» **STATED EXERCISE**
Give back exactly the lines from the "Each instance receives one point. Mark the lake" line to the final line of the records, and only those, minus any pictures.

» **INPUT**

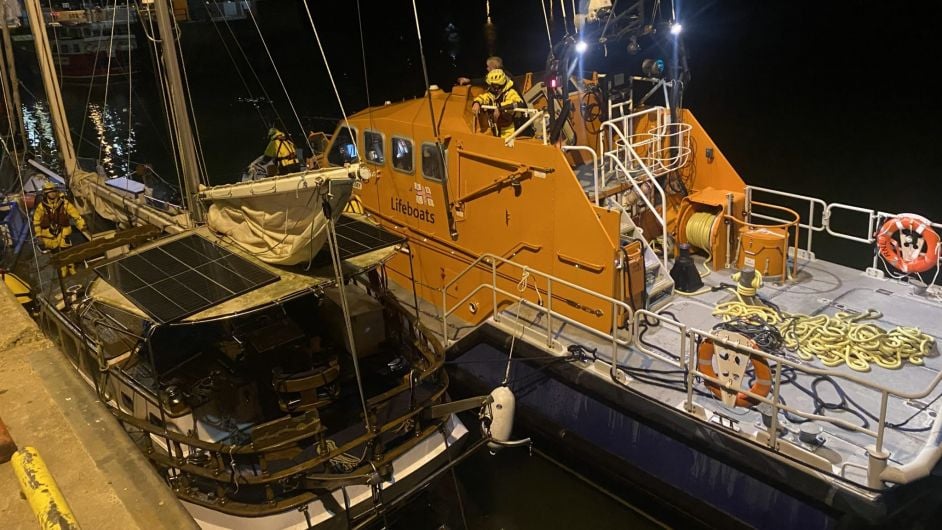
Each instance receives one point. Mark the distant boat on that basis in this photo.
(91, 43)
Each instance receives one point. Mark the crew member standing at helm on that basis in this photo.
(52, 222)
(501, 94)
(281, 150)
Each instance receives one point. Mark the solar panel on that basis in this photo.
(183, 277)
(356, 237)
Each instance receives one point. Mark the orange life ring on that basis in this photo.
(763, 375)
(889, 248)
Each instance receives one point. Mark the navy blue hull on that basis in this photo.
(558, 400)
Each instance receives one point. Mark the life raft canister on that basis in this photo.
(904, 255)
(763, 375)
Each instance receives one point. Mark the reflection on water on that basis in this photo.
(115, 139)
(104, 134)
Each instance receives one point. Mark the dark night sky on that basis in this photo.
(830, 99)
(826, 98)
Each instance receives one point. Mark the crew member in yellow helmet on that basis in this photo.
(281, 150)
(52, 222)
(501, 94)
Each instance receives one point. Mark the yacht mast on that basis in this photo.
(60, 123)
(11, 72)
(184, 132)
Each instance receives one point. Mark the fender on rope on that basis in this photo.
(763, 375)
(908, 255)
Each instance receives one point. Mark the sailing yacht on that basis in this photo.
(675, 327)
(263, 369)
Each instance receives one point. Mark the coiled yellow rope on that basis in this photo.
(841, 339)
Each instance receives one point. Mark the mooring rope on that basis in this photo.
(841, 339)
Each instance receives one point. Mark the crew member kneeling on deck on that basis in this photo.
(502, 95)
(281, 150)
(52, 222)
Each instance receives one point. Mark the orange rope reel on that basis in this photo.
(908, 254)
(763, 375)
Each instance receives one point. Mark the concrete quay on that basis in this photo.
(45, 404)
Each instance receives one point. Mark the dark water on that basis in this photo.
(817, 98)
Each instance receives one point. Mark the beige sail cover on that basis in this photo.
(282, 228)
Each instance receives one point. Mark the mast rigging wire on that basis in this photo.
(275, 67)
(203, 173)
(428, 92)
(130, 68)
(258, 80)
(549, 36)
(161, 75)
(366, 79)
(330, 74)
(104, 104)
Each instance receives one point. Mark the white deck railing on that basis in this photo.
(873, 219)
(688, 339)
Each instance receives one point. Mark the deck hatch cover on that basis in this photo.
(183, 277)
(355, 237)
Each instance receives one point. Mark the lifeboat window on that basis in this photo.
(431, 162)
(373, 142)
(344, 150)
(403, 159)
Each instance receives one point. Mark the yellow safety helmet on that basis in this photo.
(496, 77)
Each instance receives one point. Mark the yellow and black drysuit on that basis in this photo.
(52, 222)
(501, 94)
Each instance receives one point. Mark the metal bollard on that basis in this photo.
(47, 502)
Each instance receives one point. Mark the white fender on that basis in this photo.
(501, 414)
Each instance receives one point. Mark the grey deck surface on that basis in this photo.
(819, 287)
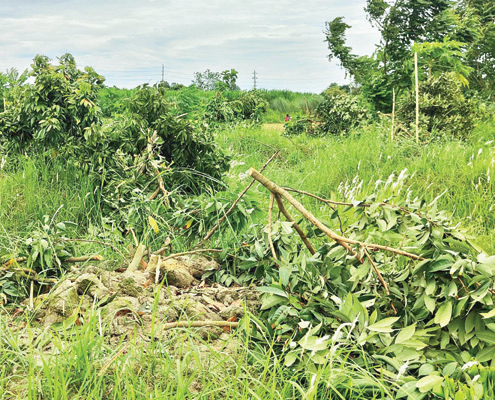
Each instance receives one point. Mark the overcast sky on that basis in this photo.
(128, 41)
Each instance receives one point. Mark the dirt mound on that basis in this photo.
(132, 302)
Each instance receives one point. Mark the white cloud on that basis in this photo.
(128, 41)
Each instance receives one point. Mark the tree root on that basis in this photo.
(198, 324)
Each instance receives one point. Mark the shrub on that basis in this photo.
(59, 108)
(442, 107)
(247, 106)
(340, 113)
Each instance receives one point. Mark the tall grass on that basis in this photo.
(331, 167)
(282, 102)
(85, 362)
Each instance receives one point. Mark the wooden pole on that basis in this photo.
(343, 241)
(269, 227)
(298, 229)
(416, 80)
(393, 115)
(213, 230)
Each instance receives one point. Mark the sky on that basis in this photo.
(128, 41)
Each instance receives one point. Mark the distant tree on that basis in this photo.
(209, 80)
(206, 80)
(449, 35)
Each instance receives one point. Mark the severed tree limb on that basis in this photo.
(296, 226)
(269, 227)
(214, 229)
(190, 252)
(92, 241)
(339, 239)
(154, 194)
(28, 274)
(65, 261)
(198, 324)
(136, 261)
(82, 259)
(341, 203)
(378, 274)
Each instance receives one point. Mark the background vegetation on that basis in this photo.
(84, 168)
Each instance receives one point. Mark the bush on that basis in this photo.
(247, 106)
(442, 107)
(59, 116)
(59, 108)
(340, 113)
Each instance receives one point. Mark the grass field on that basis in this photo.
(81, 364)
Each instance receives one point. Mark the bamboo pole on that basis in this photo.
(213, 230)
(393, 115)
(269, 227)
(343, 241)
(416, 80)
(298, 229)
(198, 324)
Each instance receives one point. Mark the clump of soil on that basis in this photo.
(129, 301)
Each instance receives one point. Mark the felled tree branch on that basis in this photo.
(341, 203)
(198, 324)
(269, 227)
(214, 229)
(345, 242)
(298, 229)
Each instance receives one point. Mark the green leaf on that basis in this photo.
(486, 336)
(489, 314)
(428, 383)
(384, 325)
(405, 334)
(290, 358)
(273, 290)
(444, 313)
(486, 354)
(284, 273)
(271, 300)
(313, 343)
(430, 303)
(409, 390)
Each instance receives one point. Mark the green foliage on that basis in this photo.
(209, 80)
(298, 127)
(149, 142)
(113, 101)
(339, 114)
(59, 108)
(449, 37)
(437, 58)
(438, 313)
(442, 106)
(246, 106)
(43, 251)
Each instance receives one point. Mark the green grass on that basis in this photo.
(349, 168)
(177, 365)
(81, 363)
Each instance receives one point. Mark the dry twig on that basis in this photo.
(198, 324)
(214, 229)
(269, 227)
(296, 226)
(345, 242)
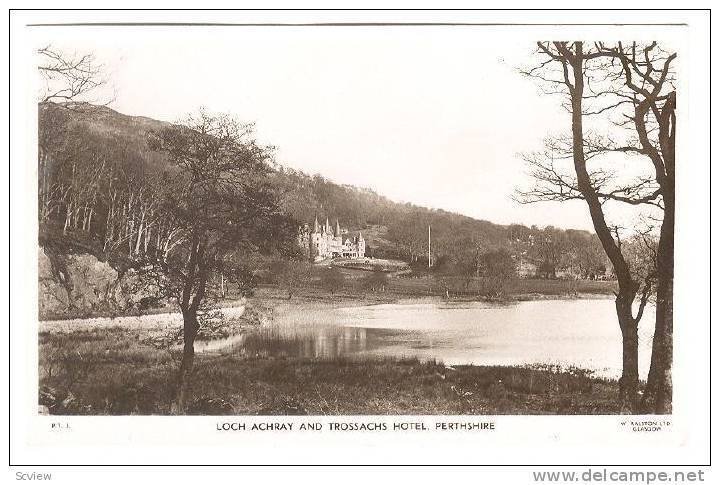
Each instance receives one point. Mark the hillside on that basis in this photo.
(94, 136)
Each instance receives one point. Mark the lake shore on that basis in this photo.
(112, 373)
(120, 370)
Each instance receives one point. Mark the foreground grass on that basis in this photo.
(113, 372)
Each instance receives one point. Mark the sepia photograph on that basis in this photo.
(204, 265)
(386, 218)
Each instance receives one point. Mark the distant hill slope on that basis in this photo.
(391, 229)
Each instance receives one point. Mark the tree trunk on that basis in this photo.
(658, 392)
(629, 380)
(627, 286)
(190, 329)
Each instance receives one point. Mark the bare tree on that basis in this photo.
(68, 77)
(598, 80)
(218, 203)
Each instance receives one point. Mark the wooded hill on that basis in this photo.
(95, 163)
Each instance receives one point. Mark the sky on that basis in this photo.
(429, 115)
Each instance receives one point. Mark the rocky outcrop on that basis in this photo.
(79, 284)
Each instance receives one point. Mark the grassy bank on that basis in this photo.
(117, 372)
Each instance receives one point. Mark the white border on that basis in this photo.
(517, 439)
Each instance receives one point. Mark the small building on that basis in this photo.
(323, 242)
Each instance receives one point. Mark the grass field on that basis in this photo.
(116, 372)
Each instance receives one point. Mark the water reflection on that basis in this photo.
(320, 342)
(581, 333)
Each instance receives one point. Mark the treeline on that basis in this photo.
(98, 176)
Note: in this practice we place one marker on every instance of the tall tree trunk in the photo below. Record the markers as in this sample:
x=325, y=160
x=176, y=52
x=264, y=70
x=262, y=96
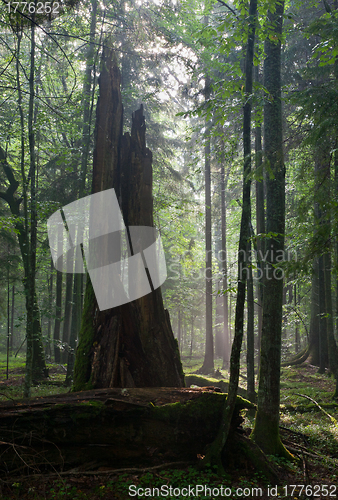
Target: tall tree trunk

» **CORRECT RESULT**
Each instance receives one point. Mark the lake shore on that basis in this photo.
(112, 373)
(120, 370)
Each instance receives one point. Mark the foreground grass on that basis in this photo.
(113, 372)
Each instance receives one point. Mark the sepia photograph on that basis in this photo.
(204, 265)
(386, 218)
Each instance receives one point. Mark the distant hill slope on that basis in this photo.
(391, 229)
Each instance receives one point. Mark the tree trunk on that basis in this photo.
(658, 392)
(629, 380)
(627, 286)
(190, 329)
Each instance receives one point. Mark the bare tree on that basis in this photo.
(68, 77)
(598, 80)
(218, 203)
Each instance receives one point. Mark the wooded hill on that basis in this photo.
(95, 163)
Each instance receives one point. Mark the sky on that basis in this photo.
(429, 115)
Each instance receives one point. Mark the rocky outcrop on that basis in this photo.
(79, 284)
Each instance receives one point. Mark the grassy bank on that basis in this photo.
(117, 372)
Each instance receives one point. Mark the white border on that basis in this photo.
(517, 439)
Each instance receives one point. Mark the small building on that basis in this photo.
(323, 242)
Each instance receives one point. Mark the grass field on that basis in this photo.
(116, 372)
Each instance receives one point. Mark the water reflection on that basis in this photo.
(320, 342)
(581, 333)
Each instance receives one point. Mark the treeline on that basis in this photo.
(98, 176)
Note: in this practice we place one marker on every instance of the tall tree trunk in the photo below. Record the markers as in this sample:
x=325, y=160
x=176, y=52
x=264, y=70
x=262, y=96
Target: tall tree trunk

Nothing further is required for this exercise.